## The request
Copy out everything from the start of the data below down to the line containing "[0,0,338,330]", unchanged and with both ends included. Leave the pictures out.

(Excerpts of labeled region data)
══════

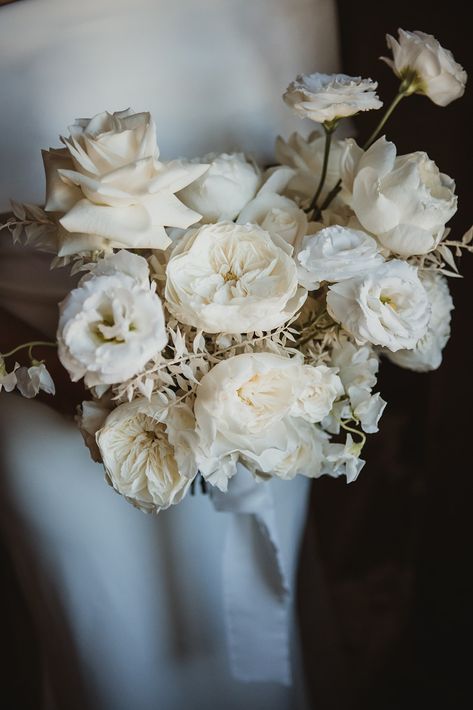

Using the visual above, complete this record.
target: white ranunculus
[290,365,344,423]
[178,153,260,223]
[320,434,365,483]
[283,74,383,123]
[165,222,307,333]
[352,137,457,258]
[381,29,468,106]
[297,225,384,291]
[57,253,167,387]
[237,192,307,247]
[327,259,430,351]
[385,271,453,372]
[194,353,324,490]
[276,131,363,204]
[96,395,197,512]
[43,111,208,256]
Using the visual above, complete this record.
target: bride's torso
[0,0,338,330]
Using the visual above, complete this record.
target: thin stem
[0,340,57,357]
[363,89,407,150]
[308,124,334,214]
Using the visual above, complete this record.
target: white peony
[352,137,457,258]
[43,111,208,256]
[290,365,344,423]
[194,353,326,490]
[178,153,260,223]
[276,131,363,205]
[385,271,453,372]
[283,74,383,123]
[381,29,468,106]
[327,260,430,351]
[96,396,197,512]
[165,222,307,333]
[57,252,167,387]
[297,225,384,290]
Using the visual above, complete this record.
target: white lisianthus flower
[276,131,363,205]
[194,353,324,490]
[283,74,383,123]
[384,271,453,372]
[15,362,56,399]
[57,253,167,387]
[178,153,260,223]
[165,222,307,333]
[43,111,208,256]
[352,137,457,258]
[96,396,197,512]
[237,192,308,247]
[327,259,430,352]
[320,434,366,483]
[290,365,345,423]
[381,29,468,106]
[297,225,384,290]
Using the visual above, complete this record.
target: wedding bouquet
[0,30,473,511]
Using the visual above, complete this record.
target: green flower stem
[308,123,335,214]
[0,340,57,357]
[363,90,408,150]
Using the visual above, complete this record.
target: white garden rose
[327,259,430,352]
[165,222,307,333]
[290,365,345,423]
[381,29,468,106]
[385,271,453,372]
[57,252,167,387]
[276,131,363,205]
[297,225,384,291]
[43,111,208,256]
[283,74,383,123]
[237,192,308,247]
[352,137,457,258]
[96,395,197,512]
[178,153,260,223]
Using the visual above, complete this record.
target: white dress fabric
[0,0,338,710]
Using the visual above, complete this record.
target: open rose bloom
[0,31,471,511]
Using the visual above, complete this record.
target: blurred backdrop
[0,0,473,710]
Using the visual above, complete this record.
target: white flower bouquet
[0,30,473,511]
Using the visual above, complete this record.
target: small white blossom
[381,29,468,106]
[283,74,383,123]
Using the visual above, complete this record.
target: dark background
[0,0,473,710]
[300,0,473,710]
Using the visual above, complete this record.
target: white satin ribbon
[212,466,291,685]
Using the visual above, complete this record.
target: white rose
[352,137,457,258]
[327,260,430,351]
[57,253,167,387]
[320,434,366,483]
[276,131,363,204]
[289,365,345,423]
[297,225,384,290]
[165,222,307,333]
[194,353,326,490]
[385,271,453,372]
[96,395,197,512]
[381,29,468,106]
[43,111,208,256]
[237,192,307,247]
[178,153,260,223]
[283,74,383,123]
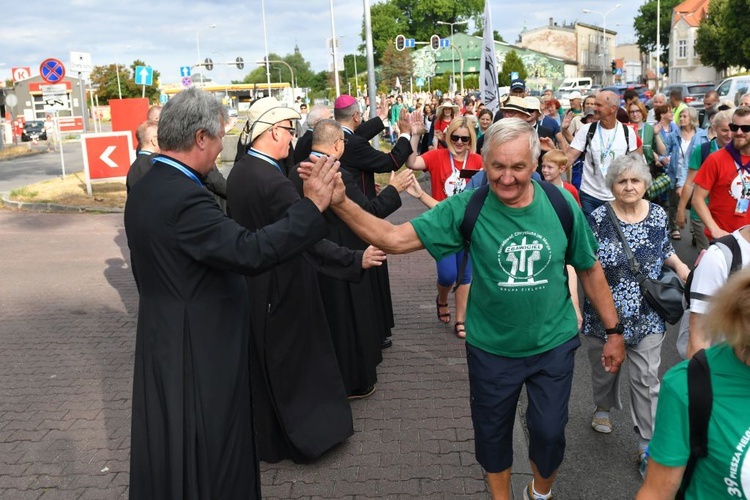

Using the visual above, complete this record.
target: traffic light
[396,35,406,52]
[430,35,440,50]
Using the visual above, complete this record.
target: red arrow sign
[82,132,133,180]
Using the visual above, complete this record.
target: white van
[557,77,593,97]
[716,75,750,106]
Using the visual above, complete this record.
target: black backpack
[675,349,714,500]
[453,180,573,292]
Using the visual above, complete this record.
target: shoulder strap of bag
[605,202,641,283]
[453,180,573,292]
[685,233,742,310]
[675,349,713,500]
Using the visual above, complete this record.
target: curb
[1,193,124,214]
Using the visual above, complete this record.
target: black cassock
[341,123,412,335]
[125,157,328,500]
[289,167,401,394]
[227,150,363,462]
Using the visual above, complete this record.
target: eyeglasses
[729,123,750,134]
[276,125,297,137]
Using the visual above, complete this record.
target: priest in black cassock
[125,88,338,500]
[289,120,414,399]
[333,94,412,348]
[227,97,385,462]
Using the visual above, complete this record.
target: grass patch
[10,172,126,208]
[0,144,36,160]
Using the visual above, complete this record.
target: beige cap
[500,96,530,116]
[523,96,542,113]
[247,97,302,143]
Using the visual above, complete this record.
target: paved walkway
[0,190,529,500]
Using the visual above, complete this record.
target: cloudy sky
[0,0,643,83]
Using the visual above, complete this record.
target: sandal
[435,297,451,323]
[453,321,466,339]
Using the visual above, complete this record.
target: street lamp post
[115,45,130,99]
[437,21,469,92]
[583,3,621,85]
[195,24,216,87]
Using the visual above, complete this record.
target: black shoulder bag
[607,203,685,325]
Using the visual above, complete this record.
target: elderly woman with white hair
[582,154,690,473]
[636,270,750,500]
[667,106,708,240]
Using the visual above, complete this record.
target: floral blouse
[583,203,674,345]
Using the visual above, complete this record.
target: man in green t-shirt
[676,109,732,250]
[331,119,625,500]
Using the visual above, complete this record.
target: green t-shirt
[648,343,750,499]
[688,139,719,220]
[411,182,597,358]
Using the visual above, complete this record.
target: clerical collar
[151,155,204,187]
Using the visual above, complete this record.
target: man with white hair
[332,117,625,500]
[565,90,640,215]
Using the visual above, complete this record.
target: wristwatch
[604,321,625,335]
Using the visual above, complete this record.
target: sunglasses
[729,123,750,134]
[277,125,297,137]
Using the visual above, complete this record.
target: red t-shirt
[563,181,581,207]
[695,148,750,237]
[435,120,451,149]
[420,149,482,201]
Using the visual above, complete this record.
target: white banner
[479,0,500,113]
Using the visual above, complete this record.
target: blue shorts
[466,335,581,478]
[437,250,471,287]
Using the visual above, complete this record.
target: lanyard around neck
[151,156,204,187]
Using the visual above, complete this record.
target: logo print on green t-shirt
[497,231,552,288]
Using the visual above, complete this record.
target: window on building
[677,40,687,59]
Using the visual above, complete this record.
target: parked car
[602,83,653,106]
[716,75,750,106]
[557,77,593,99]
[662,82,714,110]
[21,120,47,142]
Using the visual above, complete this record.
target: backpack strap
[453,182,573,292]
[675,349,713,500]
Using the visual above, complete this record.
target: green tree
[91,60,160,104]
[380,47,413,92]
[712,0,750,68]
[633,0,683,66]
[695,0,730,71]
[497,50,527,87]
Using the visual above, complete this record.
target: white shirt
[690,226,750,314]
[570,122,638,201]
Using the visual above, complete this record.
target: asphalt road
[0,141,83,193]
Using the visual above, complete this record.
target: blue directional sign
[135,66,154,85]
[39,58,65,83]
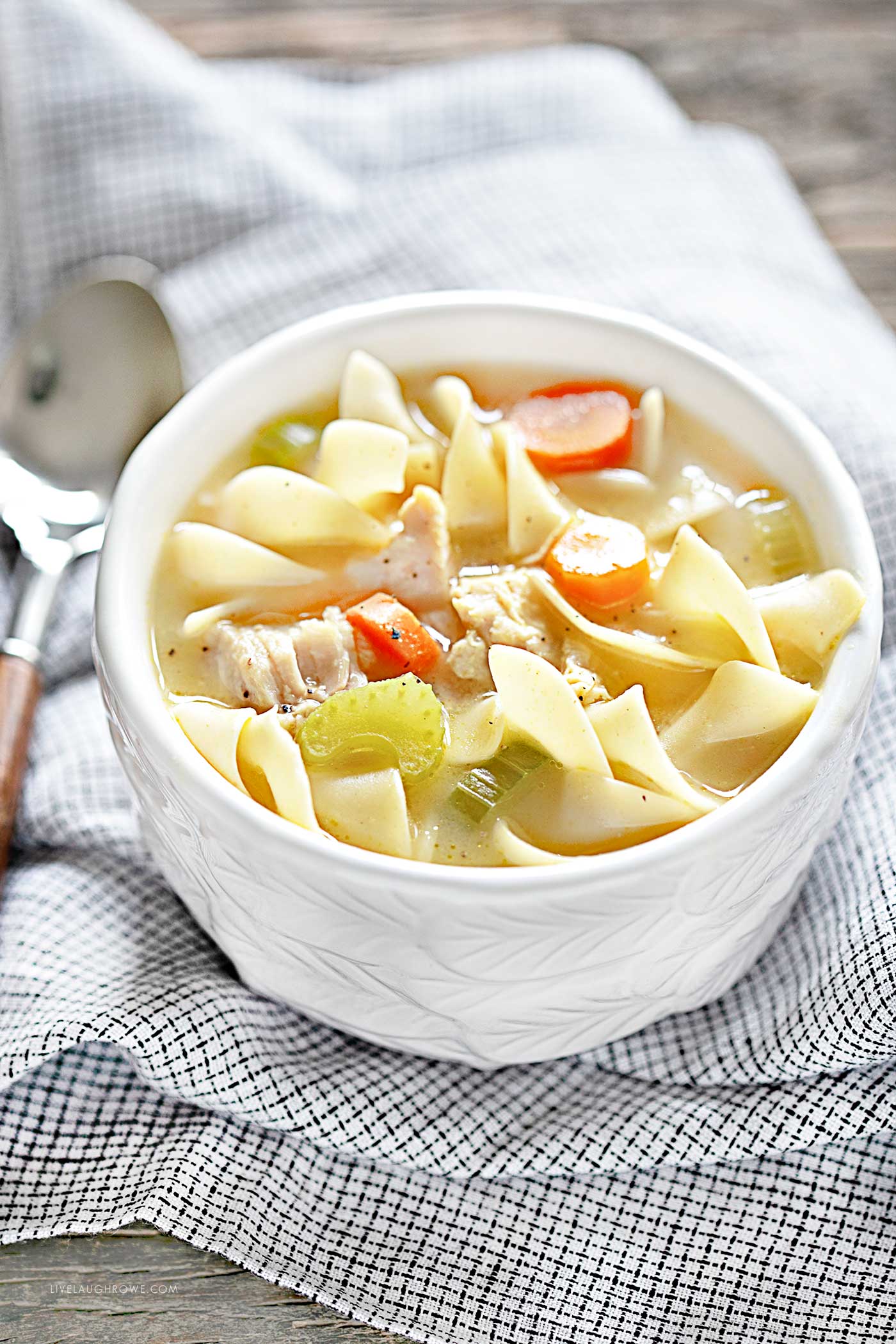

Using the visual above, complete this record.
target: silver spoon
[0,257,182,879]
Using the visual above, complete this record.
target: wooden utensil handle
[0,653,40,881]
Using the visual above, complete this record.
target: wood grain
[0,653,40,888]
[0,1223,407,1344]
[132,0,896,325]
[0,0,896,1344]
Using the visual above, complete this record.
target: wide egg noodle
[168,523,324,595]
[339,349,427,444]
[314,419,408,508]
[433,374,473,438]
[655,524,778,672]
[586,685,716,813]
[236,707,320,831]
[525,570,719,724]
[492,422,570,561]
[442,407,506,534]
[661,661,818,793]
[492,817,572,868]
[445,695,504,765]
[172,700,255,793]
[505,767,698,855]
[489,644,610,776]
[216,467,390,550]
[752,570,865,680]
[309,766,411,859]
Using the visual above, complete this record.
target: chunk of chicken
[207,606,367,710]
[344,485,452,633]
[445,630,492,691]
[451,570,560,666]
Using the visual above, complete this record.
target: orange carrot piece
[345,593,442,676]
[544,513,650,606]
[509,383,633,474]
[529,378,641,410]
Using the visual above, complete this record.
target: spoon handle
[0,653,40,877]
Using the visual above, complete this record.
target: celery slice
[298,673,445,781]
[450,742,548,822]
[742,488,812,579]
[250,415,321,472]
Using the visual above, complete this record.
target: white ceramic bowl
[97,293,881,1067]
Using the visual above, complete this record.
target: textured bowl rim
[95,291,883,895]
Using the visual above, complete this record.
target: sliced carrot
[544,513,650,606]
[345,593,442,677]
[529,378,641,410]
[509,383,632,474]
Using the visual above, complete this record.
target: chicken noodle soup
[152,351,863,865]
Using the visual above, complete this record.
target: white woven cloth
[0,0,896,1344]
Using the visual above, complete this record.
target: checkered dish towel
[0,0,896,1344]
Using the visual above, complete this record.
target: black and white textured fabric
[0,0,896,1344]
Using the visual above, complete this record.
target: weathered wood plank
[0,0,896,1344]
[131,0,896,321]
[0,1223,411,1344]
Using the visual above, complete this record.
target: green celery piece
[250,415,321,472]
[450,742,548,822]
[746,489,810,582]
[298,673,445,782]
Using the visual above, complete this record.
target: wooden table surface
[0,0,896,1344]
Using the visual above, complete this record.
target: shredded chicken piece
[563,649,612,707]
[445,632,492,689]
[344,485,452,634]
[451,570,559,664]
[207,606,367,710]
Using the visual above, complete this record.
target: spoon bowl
[0,257,182,876]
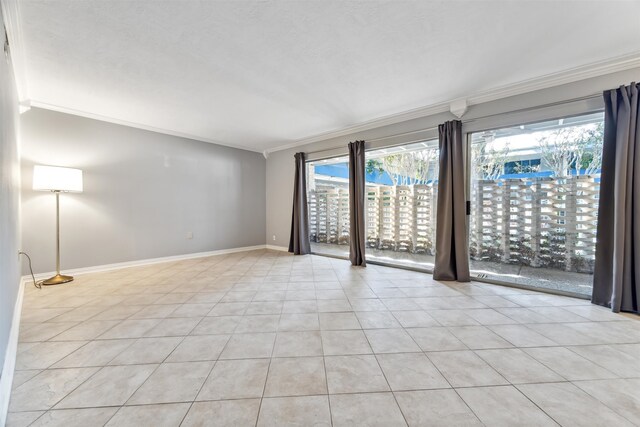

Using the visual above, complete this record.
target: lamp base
[42,274,73,285]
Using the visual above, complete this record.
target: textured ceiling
[20,0,640,151]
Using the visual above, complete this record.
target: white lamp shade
[33,165,82,193]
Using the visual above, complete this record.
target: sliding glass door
[307,157,349,257]
[365,140,438,269]
[468,113,604,295]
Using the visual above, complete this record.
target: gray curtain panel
[289,153,311,255]
[433,120,470,282]
[349,141,366,267]
[591,83,640,313]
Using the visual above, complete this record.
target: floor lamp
[33,165,82,285]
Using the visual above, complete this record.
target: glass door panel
[469,113,604,295]
[307,157,350,257]
[365,141,438,269]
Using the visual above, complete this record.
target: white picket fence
[308,176,599,273]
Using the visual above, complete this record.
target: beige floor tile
[127,362,214,405]
[329,393,407,427]
[392,310,440,328]
[6,411,44,427]
[476,348,564,384]
[278,313,320,331]
[356,311,401,329]
[257,396,331,427]
[253,290,287,302]
[395,390,483,427]
[166,335,229,362]
[380,298,422,311]
[449,326,513,350]
[320,331,372,356]
[181,399,260,427]
[528,323,603,346]
[220,291,256,302]
[11,369,42,390]
[31,408,118,427]
[196,359,269,400]
[496,308,549,324]
[570,344,640,378]
[427,310,480,326]
[189,292,225,304]
[488,325,558,347]
[129,304,180,319]
[264,357,327,397]
[319,312,361,331]
[376,353,450,391]
[457,386,556,427]
[8,250,640,427]
[9,368,98,412]
[109,337,183,365]
[235,314,280,333]
[52,339,135,368]
[207,302,249,316]
[190,316,242,335]
[91,305,144,320]
[98,319,161,340]
[219,333,276,359]
[524,347,616,381]
[245,301,283,316]
[155,292,195,305]
[144,317,203,337]
[282,300,318,314]
[427,351,508,387]
[107,403,190,427]
[55,365,158,409]
[16,341,86,370]
[573,379,640,423]
[166,302,215,318]
[51,320,120,341]
[517,383,637,427]
[317,300,353,313]
[18,322,79,342]
[325,355,389,393]
[364,329,420,354]
[407,327,467,351]
[273,331,323,357]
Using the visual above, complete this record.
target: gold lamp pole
[33,165,82,285]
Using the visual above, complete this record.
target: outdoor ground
[311,243,593,296]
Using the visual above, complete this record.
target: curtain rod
[305,93,602,154]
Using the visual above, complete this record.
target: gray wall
[0,11,20,374]
[266,69,640,246]
[20,108,265,273]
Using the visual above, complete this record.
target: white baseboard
[0,279,26,426]
[266,245,289,252]
[22,245,267,280]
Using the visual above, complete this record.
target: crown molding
[0,0,29,106]
[265,51,640,154]
[31,99,263,154]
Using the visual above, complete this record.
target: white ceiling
[20,0,640,151]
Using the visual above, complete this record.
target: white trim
[266,245,289,252]
[22,245,266,281]
[0,0,29,110]
[0,278,26,426]
[266,52,640,153]
[31,99,264,155]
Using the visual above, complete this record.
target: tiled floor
[8,251,640,427]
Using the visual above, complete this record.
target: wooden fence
[308,176,600,273]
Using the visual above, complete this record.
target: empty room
[0,0,640,427]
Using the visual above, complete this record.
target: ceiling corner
[0,0,30,106]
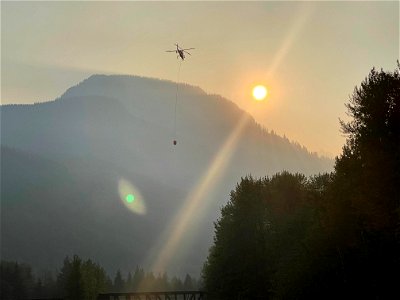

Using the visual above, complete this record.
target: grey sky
[1,1,399,155]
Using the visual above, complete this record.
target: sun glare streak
[118,178,147,215]
[141,114,251,282]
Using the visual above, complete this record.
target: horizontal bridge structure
[97,291,207,300]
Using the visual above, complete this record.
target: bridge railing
[97,291,207,300]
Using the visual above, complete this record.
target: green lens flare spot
[125,194,135,203]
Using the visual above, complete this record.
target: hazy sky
[1,1,399,156]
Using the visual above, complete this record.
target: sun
[253,85,268,101]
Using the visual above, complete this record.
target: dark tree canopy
[203,64,400,299]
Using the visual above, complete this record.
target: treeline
[203,64,400,299]
[0,255,200,300]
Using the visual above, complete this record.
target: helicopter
[166,44,194,60]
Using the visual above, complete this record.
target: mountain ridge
[0,75,333,275]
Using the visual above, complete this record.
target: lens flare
[118,178,147,215]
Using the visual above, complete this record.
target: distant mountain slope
[1,75,333,274]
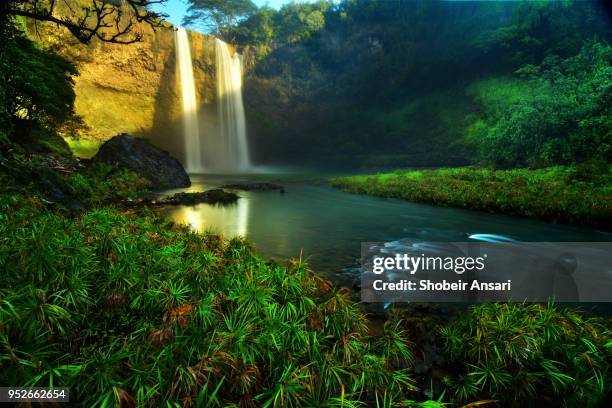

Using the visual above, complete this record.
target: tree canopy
[0,0,167,44]
[183,0,257,41]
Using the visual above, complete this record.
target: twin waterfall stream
[175,28,250,173]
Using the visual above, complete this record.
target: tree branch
[0,0,171,44]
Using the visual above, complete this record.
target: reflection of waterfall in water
[177,197,250,237]
[214,39,250,172]
[175,28,202,173]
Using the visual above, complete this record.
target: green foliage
[441,304,612,406]
[66,163,151,206]
[0,197,416,407]
[183,0,257,41]
[235,0,332,46]
[468,43,612,165]
[235,0,612,168]
[331,167,612,228]
[0,17,77,134]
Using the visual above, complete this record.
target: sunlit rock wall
[28,13,216,156]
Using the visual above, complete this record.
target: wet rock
[93,133,191,188]
[152,188,240,205]
[221,182,285,193]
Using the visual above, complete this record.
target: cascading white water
[214,39,250,172]
[175,27,203,173]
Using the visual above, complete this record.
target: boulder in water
[93,133,191,188]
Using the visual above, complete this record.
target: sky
[154,0,318,25]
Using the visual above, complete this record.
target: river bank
[330,164,612,230]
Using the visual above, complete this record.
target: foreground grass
[0,151,612,408]
[0,195,426,407]
[331,165,612,229]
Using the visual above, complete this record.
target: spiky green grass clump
[0,195,416,407]
[441,304,612,407]
[331,166,612,229]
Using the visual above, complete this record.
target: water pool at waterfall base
[160,173,612,283]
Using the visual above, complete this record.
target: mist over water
[175,27,203,173]
[214,39,251,173]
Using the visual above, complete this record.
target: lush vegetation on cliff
[234,1,612,167]
[331,166,612,229]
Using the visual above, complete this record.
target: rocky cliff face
[28,13,216,155]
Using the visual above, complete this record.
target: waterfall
[175,27,203,173]
[214,39,250,172]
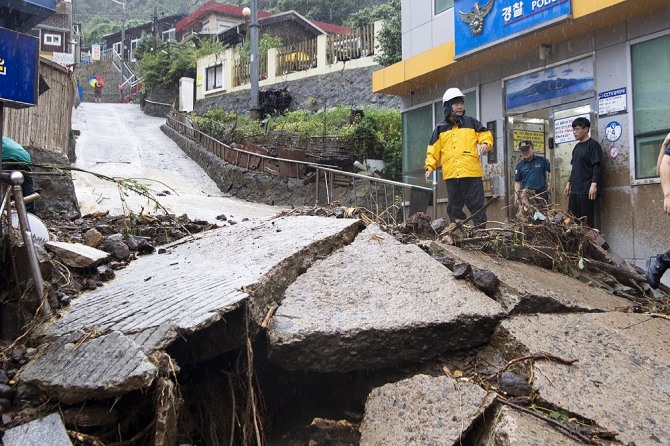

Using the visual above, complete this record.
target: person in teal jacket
[2,136,35,212]
[425,88,493,226]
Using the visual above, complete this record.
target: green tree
[374,0,402,67]
[83,15,121,45]
[272,0,387,24]
[343,2,400,28]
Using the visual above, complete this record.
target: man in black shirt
[565,118,602,228]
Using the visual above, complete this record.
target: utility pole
[112,0,126,102]
[151,6,158,52]
[249,0,261,119]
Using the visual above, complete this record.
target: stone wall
[161,125,395,217]
[190,66,400,114]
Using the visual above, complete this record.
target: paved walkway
[72,102,282,223]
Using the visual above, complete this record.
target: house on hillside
[102,14,184,62]
[175,1,272,41]
[373,0,670,272]
[28,0,81,68]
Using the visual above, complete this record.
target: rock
[126,235,156,254]
[99,234,130,260]
[360,375,492,446]
[44,242,109,268]
[430,218,447,233]
[453,263,472,279]
[472,268,500,297]
[498,372,533,396]
[0,384,16,400]
[475,406,583,446]
[268,225,502,372]
[0,397,12,413]
[19,331,158,404]
[431,242,632,314]
[83,228,105,248]
[2,413,72,446]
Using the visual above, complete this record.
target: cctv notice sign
[0,28,39,107]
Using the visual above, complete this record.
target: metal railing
[166,112,437,222]
[0,171,51,317]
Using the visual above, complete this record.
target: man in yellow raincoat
[425,88,493,226]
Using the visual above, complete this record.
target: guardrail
[0,171,51,317]
[166,111,437,222]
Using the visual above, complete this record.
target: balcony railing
[326,25,375,64]
[275,39,317,76]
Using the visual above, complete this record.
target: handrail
[166,111,437,219]
[0,171,51,317]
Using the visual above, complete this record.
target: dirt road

══════

## Solution to this exercise
Using the visual above, complete this record.
target: white ranunculus
[290,365,344,423]
[178,153,260,223]
[320,434,365,483]
[283,74,383,123]
[165,222,307,333]
[352,137,457,258]
[381,29,468,106]
[297,225,384,291]
[57,253,167,387]
[237,192,307,247]
[327,259,430,351]
[385,271,453,372]
[194,353,324,490]
[276,131,363,204]
[96,395,197,512]
[43,111,208,256]
Using the visual above, complete this record.
target: bride's torso
[0,0,338,330]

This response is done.